In the material below, starting at the line containing "stone pedestal, then" and ending with the last line, rename "white post marker" to "white boundary marker" and rewrite those lines with nothing else changed.

-------- Provided data --------

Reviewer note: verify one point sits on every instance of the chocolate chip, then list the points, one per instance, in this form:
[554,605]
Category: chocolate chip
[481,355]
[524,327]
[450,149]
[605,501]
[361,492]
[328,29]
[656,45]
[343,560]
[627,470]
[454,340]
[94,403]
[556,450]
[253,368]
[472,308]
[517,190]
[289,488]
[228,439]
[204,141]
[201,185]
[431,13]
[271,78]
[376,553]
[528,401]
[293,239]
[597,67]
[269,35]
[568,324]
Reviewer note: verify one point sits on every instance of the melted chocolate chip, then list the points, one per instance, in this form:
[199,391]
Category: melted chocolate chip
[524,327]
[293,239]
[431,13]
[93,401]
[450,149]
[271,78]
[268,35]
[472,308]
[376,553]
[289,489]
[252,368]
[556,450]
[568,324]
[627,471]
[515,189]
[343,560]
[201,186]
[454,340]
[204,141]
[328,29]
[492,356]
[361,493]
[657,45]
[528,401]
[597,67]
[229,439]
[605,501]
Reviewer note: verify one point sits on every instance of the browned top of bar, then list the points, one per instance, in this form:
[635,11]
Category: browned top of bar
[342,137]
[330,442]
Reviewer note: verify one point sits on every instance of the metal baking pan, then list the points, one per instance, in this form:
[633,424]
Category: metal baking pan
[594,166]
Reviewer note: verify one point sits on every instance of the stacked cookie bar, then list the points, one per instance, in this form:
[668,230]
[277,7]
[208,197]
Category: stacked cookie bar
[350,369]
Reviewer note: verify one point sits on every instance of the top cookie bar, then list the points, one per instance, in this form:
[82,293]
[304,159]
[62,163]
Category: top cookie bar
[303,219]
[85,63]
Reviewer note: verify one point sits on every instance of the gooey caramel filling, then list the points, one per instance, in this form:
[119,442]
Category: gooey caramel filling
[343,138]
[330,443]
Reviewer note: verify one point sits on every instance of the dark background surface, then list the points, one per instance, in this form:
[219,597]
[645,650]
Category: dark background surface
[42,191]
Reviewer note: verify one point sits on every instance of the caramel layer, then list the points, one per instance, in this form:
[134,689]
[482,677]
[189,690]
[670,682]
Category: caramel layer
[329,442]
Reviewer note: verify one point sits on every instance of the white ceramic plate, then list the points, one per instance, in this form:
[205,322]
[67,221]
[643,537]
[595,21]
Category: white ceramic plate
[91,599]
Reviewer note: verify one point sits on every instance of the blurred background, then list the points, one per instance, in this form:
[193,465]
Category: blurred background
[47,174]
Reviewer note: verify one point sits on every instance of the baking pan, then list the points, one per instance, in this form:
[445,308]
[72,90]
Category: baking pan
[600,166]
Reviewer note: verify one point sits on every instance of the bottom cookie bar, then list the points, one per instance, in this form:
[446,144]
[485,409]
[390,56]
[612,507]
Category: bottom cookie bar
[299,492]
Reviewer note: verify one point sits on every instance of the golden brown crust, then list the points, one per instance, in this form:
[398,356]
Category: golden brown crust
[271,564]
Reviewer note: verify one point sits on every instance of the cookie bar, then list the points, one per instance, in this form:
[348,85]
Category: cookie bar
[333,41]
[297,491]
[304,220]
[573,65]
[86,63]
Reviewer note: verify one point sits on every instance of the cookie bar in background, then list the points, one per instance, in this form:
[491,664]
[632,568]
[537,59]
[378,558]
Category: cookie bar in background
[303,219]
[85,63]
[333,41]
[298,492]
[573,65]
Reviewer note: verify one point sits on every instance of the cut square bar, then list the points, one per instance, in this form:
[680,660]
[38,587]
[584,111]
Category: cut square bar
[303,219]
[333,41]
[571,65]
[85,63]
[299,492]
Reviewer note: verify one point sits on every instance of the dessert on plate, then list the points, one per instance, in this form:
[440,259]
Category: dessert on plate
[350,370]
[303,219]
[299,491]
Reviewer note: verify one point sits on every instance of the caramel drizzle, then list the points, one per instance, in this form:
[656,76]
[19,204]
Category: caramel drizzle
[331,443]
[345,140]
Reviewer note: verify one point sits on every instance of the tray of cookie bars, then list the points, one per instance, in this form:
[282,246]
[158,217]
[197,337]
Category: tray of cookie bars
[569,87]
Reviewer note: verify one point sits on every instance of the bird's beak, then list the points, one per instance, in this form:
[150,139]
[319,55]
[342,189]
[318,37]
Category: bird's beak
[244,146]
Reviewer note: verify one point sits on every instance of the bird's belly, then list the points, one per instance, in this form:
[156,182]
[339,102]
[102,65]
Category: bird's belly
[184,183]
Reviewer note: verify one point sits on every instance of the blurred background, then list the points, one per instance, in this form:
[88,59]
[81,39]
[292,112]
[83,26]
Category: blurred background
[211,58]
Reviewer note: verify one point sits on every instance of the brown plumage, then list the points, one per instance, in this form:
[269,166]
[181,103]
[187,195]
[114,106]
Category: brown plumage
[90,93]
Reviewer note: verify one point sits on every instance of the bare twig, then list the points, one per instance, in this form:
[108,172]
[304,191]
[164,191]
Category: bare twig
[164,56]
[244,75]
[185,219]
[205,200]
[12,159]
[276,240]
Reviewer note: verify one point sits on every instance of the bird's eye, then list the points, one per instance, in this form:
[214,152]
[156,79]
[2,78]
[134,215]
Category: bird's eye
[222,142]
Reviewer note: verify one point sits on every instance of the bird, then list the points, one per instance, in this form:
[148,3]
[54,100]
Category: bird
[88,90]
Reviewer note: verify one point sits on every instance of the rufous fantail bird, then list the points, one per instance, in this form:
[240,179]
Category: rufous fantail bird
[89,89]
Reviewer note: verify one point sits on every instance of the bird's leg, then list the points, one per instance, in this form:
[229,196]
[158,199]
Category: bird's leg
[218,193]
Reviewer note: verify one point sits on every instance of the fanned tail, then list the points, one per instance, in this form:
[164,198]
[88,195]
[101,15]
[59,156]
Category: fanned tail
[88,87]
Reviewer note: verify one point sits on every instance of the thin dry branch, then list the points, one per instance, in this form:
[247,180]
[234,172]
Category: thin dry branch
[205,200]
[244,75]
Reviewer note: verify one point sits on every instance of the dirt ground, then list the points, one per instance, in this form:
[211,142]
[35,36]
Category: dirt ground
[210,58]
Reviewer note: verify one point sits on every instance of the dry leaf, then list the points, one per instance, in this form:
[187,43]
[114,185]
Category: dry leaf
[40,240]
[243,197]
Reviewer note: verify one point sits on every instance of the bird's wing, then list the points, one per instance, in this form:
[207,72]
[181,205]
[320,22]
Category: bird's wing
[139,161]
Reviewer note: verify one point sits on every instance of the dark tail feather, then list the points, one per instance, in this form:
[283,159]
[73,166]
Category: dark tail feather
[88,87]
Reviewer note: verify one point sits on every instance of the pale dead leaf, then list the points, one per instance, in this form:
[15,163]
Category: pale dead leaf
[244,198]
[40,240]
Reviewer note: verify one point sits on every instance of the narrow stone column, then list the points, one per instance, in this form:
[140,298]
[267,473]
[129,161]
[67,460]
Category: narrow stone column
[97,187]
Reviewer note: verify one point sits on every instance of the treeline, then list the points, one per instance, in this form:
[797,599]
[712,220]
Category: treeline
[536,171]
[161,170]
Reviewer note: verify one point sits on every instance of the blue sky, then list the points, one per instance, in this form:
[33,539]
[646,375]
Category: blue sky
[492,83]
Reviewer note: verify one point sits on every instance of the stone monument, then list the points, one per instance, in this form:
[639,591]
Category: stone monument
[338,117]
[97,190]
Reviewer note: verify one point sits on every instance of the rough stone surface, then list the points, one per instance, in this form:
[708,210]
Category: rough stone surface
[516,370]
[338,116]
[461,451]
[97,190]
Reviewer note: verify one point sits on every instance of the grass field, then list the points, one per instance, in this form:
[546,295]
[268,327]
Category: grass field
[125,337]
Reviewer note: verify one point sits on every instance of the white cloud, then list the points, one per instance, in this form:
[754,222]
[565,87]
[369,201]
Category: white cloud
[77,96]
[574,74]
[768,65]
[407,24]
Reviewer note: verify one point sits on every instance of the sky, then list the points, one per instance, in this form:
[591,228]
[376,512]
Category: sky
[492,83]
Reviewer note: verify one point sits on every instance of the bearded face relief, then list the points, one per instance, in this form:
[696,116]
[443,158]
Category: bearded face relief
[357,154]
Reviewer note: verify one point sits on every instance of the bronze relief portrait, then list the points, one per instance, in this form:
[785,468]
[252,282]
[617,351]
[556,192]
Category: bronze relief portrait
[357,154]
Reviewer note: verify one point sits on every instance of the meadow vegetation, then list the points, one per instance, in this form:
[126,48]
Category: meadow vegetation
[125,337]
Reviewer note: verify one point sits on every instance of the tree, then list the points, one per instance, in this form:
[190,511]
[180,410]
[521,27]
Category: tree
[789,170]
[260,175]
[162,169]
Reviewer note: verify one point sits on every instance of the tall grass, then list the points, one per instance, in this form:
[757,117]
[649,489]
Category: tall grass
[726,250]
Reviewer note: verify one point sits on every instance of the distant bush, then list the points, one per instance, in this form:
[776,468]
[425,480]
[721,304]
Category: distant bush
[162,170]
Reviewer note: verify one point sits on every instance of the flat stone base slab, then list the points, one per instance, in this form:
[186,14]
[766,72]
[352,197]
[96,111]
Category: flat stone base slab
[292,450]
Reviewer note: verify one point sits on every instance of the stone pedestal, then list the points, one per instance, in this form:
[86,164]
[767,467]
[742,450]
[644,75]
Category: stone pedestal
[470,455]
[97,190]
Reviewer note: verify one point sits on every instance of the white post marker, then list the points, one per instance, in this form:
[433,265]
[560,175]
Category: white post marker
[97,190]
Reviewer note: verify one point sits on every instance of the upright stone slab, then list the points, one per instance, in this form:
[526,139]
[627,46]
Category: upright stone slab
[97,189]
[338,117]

--------

_Exercise result_.
Reviewer note: verify one point sits on every instance of the stone pedestal, then list the points, one per instance, in this form:
[86,164]
[767,467]
[742,450]
[644,75]
Category: stone pedestal
[470,455]
[97,190]
Reviewer note: verify one point sits on every instance of the white boundary marker, then list the points, one per instance, in this form:
[433,265]
[560,175]
Category: white boundary marker
[97,190]
Reviewer note: verify one point sits on every instance of the upright stone slab, then list the points, one per instance, in this form:
[526,139]
[627,46]
Category: upright stone slab
[97,189]
[338,117]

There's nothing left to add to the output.